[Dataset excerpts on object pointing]
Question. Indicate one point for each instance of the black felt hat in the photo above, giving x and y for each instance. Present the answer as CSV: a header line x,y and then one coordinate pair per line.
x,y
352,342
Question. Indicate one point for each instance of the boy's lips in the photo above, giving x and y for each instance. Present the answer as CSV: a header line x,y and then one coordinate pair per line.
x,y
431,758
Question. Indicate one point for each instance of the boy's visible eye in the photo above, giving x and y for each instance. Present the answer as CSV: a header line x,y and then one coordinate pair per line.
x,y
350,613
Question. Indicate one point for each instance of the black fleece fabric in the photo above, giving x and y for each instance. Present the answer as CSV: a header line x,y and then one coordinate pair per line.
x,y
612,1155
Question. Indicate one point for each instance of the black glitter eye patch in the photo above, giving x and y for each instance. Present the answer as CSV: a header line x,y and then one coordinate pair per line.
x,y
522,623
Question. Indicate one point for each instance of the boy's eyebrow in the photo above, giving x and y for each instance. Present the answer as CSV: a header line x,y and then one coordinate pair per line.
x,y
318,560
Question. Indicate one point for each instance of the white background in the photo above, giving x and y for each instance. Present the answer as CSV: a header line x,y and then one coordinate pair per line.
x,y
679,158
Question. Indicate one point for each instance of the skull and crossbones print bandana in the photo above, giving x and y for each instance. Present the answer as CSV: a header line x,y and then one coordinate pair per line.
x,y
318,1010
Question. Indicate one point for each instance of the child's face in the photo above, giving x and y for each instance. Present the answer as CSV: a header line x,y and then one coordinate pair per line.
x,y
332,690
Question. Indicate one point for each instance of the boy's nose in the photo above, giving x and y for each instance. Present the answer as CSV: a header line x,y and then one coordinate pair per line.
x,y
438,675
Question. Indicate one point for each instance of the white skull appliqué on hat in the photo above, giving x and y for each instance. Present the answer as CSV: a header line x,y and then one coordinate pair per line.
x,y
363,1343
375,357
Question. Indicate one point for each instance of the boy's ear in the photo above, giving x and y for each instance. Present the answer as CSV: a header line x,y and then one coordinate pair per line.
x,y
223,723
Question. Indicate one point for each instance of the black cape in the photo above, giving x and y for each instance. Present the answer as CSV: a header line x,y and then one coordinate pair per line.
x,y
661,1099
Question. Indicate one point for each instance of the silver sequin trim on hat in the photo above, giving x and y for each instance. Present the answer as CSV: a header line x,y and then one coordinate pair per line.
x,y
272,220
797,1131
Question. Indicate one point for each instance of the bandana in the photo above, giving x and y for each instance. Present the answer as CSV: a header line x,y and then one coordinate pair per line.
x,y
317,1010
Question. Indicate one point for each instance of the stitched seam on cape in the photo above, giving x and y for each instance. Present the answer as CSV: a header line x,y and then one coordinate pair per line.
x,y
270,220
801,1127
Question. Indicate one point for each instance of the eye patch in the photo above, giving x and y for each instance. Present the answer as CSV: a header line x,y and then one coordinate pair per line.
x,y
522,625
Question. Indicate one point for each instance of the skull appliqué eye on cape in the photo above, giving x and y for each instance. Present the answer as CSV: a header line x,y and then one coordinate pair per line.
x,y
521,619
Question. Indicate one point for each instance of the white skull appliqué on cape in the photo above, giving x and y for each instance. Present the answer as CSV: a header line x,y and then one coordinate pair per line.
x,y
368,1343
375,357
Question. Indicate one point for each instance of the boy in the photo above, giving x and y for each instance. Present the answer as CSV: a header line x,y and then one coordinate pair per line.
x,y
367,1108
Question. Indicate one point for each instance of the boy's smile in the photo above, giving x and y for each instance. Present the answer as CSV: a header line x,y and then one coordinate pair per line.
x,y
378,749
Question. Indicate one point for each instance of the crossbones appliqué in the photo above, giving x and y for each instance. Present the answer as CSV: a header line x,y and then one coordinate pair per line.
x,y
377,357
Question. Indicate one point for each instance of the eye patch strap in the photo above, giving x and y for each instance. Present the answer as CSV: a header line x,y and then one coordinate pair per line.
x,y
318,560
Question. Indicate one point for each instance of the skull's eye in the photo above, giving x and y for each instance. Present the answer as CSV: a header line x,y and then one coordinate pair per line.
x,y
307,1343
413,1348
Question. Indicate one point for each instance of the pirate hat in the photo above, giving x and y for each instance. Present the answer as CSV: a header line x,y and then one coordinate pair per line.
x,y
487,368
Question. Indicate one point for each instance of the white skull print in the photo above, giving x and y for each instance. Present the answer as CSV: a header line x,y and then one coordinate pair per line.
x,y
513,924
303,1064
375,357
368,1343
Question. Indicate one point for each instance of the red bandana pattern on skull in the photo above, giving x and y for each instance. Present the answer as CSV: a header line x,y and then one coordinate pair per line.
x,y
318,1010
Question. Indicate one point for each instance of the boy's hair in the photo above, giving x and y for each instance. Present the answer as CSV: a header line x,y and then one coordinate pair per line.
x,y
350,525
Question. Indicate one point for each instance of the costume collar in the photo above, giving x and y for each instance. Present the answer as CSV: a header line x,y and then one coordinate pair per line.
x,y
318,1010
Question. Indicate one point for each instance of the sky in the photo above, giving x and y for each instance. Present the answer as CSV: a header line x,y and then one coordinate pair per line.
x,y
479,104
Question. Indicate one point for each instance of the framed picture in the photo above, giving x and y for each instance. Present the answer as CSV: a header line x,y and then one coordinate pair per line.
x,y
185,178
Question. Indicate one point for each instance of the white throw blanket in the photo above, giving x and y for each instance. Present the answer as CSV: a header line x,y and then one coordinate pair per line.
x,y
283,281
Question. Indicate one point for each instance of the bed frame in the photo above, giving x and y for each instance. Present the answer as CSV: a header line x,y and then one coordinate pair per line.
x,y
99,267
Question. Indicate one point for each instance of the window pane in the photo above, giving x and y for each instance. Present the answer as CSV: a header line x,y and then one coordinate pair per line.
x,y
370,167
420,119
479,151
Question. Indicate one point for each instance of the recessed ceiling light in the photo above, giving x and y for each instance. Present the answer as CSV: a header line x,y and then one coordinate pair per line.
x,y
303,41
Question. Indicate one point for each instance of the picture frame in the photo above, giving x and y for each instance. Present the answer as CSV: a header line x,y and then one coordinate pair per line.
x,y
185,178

**Required task:** Rewrite the stretch from the line containing "Question. Indicate one point for each instance of the costume" through the end of the records, replacing "photo above" with "image shown" and leaving everything else unchanged.

**Solution to the exercise:**
Question. Indicate one point for each instance of the costume collar in the image shown, giving x and y for each instance. Present the answer as CSV: a header line x,y and then one coordinate pair per line.
x,y
318,1010
Question. Indicate one point for each instance of the sky in the image shown, giving x and y for each instance. Present the answer as CSV: a header line x,y and then one coordinate pair per line.
x,y
479,104
Question. Indicate one point for each instance of the framed picture in the image shown, giving x and y for each instance. Present the answer as CSV: a header line x,y and then one coordinate pair per line.
x,y
185,178
Question. Indicate one point for each instance of the white throw blanket in the image shown, giving x and y for each instance. Present the answer as CSV: a header line x,y and then one coordinate pair per line.
x,y
283,281
Question. Indicate one point for each instance of the bed frame in the image shown, giving x and y for each instance. Present the answer as CSV: a header line x,y and then one coordinate pair per line.
x,y
99,267
Question. Indicate one point for each instance of the window pane in the image shown, giving x and y for each instance. Present the answer as CSV: a header line x,y and then one coordinate pair per line.
x,y
370,167
420,119
479,151
Question. Indicate one point for each instance of the recessed ceiling light in the image shown, giving x and y for each instance. Present the answer as CSV: a header line x,y and then one coordinate pair per line.
x,y
303,41
Question. Indicate one point for each instance of the picture frame in the image shown, giving x and y for each instance. Present the answer as CSV: a header line x,y and then one coordinate pair per line.
x,y
185,178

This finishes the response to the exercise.